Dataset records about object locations

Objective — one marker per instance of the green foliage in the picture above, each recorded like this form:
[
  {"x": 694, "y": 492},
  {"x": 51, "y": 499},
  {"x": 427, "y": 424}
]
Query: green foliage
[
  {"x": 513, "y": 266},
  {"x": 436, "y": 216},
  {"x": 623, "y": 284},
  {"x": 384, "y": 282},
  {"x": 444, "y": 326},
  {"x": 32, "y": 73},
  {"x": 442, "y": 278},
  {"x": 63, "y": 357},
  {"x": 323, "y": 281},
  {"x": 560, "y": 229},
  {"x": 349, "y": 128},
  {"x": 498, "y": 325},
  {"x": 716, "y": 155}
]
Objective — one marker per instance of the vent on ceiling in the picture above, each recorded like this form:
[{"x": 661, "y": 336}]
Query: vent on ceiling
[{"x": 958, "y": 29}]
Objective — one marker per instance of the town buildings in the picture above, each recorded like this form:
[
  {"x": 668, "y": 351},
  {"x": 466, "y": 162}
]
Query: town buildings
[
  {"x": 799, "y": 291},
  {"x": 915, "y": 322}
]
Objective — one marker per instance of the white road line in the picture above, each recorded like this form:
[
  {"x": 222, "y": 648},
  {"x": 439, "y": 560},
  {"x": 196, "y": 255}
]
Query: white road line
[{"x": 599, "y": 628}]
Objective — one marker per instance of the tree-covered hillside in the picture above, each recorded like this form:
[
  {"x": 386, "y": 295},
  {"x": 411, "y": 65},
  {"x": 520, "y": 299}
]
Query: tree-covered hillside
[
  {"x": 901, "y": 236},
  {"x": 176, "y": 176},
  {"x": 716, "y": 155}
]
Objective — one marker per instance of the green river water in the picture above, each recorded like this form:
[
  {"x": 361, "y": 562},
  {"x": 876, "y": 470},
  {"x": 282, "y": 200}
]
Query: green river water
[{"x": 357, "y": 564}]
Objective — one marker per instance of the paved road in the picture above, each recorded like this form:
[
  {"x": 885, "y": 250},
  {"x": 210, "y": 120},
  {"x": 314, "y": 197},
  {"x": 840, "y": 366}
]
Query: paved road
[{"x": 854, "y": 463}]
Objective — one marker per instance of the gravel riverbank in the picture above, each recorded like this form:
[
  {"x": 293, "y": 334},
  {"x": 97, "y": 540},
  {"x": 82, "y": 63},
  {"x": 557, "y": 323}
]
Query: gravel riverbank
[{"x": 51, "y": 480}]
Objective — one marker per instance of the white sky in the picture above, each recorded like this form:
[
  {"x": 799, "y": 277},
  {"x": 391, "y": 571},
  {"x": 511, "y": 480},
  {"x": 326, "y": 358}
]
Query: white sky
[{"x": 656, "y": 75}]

__Exercise requirements__
Take the listing above and write it out again exactly.

__Finished task__
Objective — one marker per instance of the green foliage in the picture above, each recorded like this form:
[
  {"x": 694, "y": 492},
  {"x": 51, "y": 499},
  {"x": 427, "y": 424}
]
Query: green foliage
[
  {"x": 513, "y": 266},
  {"x": 436, "y": 216},
  {"x": 623, "y": 284},
  {"x": 384, "y": 282},
  {"x": 444, "y": 326},
  {"x": 32, "y": 73},
  {"x": 442, "y": 278},
  {"x": 63, "y": 357},
  {"x": 323, "y": 281},
  {"x": 560, "y": 229},
  {"x": 349, "y": 128},
  {"x": 498, "y": 325},
  {"x": 716, "y": 155}
]
Objective — one marker per instance of the vent on ceiling in the picture above, each recorded like this form:
[{"x": 661, "y": 336}]
Query: vent on ceiling
[{"x": 958, "y": 29}]
Objective — one marker per instance of the town buildings in the picture above, each recorded like this form:
[
  {"x": 668, "y": 351},
  {"x": 466, "y": 162}
]
Query: town buildings
[
  {"x": 799, "y": 291},
  {"x": 915, "y": 322}
]
Objective — one marker per instance of the white road line in the picture above, each recorded like this form:
[
  {"x": 222, "y": 648},
  {"x": 439, "y": 560},
  {"x": 196, "y": 255}
]
Query: white road line
[{"x": 599, "y": 628}]
Objective — one marker per instance of the tree-covered hillside in the picture above, each recorded like this form:
[
  {"x": 386, "y": 295},
  {"x": 411, "y": 65},
  {"x": 520, "y": 299}
]
Query: tree-covered hillside
[
  {"x": 901, "y": 236},
  {"x": 176, "y": 176},
  {"x": 716, "y": 155}
]
Objective — one marker per instance of the green river water in the picture above, each recorded like this form:
[
  {"x": 361, "y": 562},
  {"x": 876, "y": 470},
  {"x": 282, "y": 200}
]
Query: green river water
[{"x": 357, "y": 564}]
Objective — one marker per instance of the paved road in the picture above, each recorded like this form:
[
  {"x": 885, "y": 250},
  {"x": 210, "y": 120},
  {"x": 314, "y": 197},
  {"x": 840, "y": 366}
]
Query: paved road
[{"x": 854, "y": 463}]
Objective — one marker per instance of the gravel riverbank in the picture above, each recorded like this form:
[
  {"x": 293, "y": 334},
  {"x": 97, "y": 540},
  {"x": 82, "y": 63},
  {"x": 557, "y": 323}
]
Query: gravel riverbank
[{"x": 51, "y": 480}]
Objective — one marker per instance of the white sky in the picture above, each recorded like this form:
[
  {"x": 799, "y": 277},
  {"x": 391, "y": 571},
  {"x": 511, "y": 480},
  {"x": 326, "y": 358}
]
Query: white sky
[{"x": 656, "y": 75}]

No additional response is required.